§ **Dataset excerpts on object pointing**

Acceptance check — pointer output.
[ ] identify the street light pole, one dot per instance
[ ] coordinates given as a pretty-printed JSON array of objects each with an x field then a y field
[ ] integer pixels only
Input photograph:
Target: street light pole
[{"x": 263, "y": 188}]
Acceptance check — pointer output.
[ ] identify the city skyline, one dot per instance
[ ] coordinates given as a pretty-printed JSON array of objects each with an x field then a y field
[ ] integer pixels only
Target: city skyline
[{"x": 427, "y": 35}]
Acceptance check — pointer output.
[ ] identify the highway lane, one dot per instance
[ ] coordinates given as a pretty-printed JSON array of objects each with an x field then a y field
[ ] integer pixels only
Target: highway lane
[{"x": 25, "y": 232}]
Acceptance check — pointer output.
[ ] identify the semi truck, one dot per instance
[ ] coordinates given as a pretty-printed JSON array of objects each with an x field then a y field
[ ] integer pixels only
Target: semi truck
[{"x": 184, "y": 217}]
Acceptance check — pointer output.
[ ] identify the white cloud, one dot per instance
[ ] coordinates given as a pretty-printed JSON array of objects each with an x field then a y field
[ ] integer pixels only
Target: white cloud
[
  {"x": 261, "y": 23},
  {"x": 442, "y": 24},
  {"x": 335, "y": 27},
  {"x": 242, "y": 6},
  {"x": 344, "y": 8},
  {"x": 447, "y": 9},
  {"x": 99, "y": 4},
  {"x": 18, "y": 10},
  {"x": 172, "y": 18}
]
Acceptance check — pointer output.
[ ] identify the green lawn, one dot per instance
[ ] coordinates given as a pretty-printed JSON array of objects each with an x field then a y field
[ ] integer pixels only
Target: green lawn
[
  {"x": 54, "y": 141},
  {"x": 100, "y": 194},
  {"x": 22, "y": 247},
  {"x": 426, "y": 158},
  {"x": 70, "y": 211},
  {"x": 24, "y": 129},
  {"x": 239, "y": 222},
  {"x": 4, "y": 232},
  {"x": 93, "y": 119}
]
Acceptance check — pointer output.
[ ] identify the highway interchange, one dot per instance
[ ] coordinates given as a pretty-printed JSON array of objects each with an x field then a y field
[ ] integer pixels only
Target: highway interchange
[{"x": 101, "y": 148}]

§ **INSTRUCTIONS FOR THE TASK**
Write down the full listing again, exactly.

§ **REPLY TO THE EXERCISE**
Acceptance check — pointer output.
[ ] identify the street light pole, one dot per instance
[ ] coordinates given as a pretty-printed JSON array of objects each with an x field then a y field
[ ] integer pixels only
Input photograph:
Target: street light pole
[{"x": 263, "y": 188}]
Acceptance check — pointer output.
[ ] identify the city skyline, one dot per instance
[ ] coordinates given as a pretty-printed JSON array of objects each with an x field then a y field
[ ] integer pixels only
Target: city skyline
[{"x": 427, "y": 35}]
Acceptance check — pointer output.
[ ] identify the highway lane, one dot per instance
[ ] coordinates given as a pretty-printed JSON array of objects each with an x field then a y field
[ ] integer pixels only
Target: highway lane
[{"x": 25, "y": 232}]
Acceptance check — pointer output.
[ ] identify the semi truck, one dot per instance
[ ] coordinates given as a pretty-printed JSON array of objects each with an x field then a y field
[ ] integer pixels only
Target: semi truck
[{"x": 184, "y": 217}]
Acceptance check — pointer output.
[ ] identify the white cloud, one dot per instance
[ ] coordinates given as a pretty-printed JSON array of objects each with an x field then a y field
[ ] integer pixels only
Target: white cloud
[
  {"x": 261, "y": 23},
  {"x": 442, "y": 24},
  {"x": 335, "y": 27},
  {"x": 242, "y": 6},
  {"x": 344, "y": 8},
  {"x": 447, "y": 9},
  {"x": 99, "y": 4},
  {"x": 18, "y": 10},
  {"x": 172, "y": 18}
]
Acceptance check — pointer output.
[ ] identify the green lawn, one dot per instance
[ ] coordinates given as a pretty-printed JSON array of objects each with an x field then a y field
[ ] integer pixels only
Target: green lawn
[
  {"x": 54, "y": 141},
  {"x": 100, "y": 194},
  {"x": 22, "y": 247},
  {"x": 426, "y": 158},
  {"x": 70, "y": 211},
  {"x": 24, "y": 129},
  {"x": 239, "y": 222},
  {"x": 4, "y": 232},
  {"x": 93, "y": 119}
]
Acceptance check — pointer output.
[ ] identify the highway interchange, one dot per instance
[ ] coordinates given as a pretty-printed JSON array of objects each with an x field then a y field
[ ] integer pixels only
Target: highway interchange
[{"x": 101, "y": 148}]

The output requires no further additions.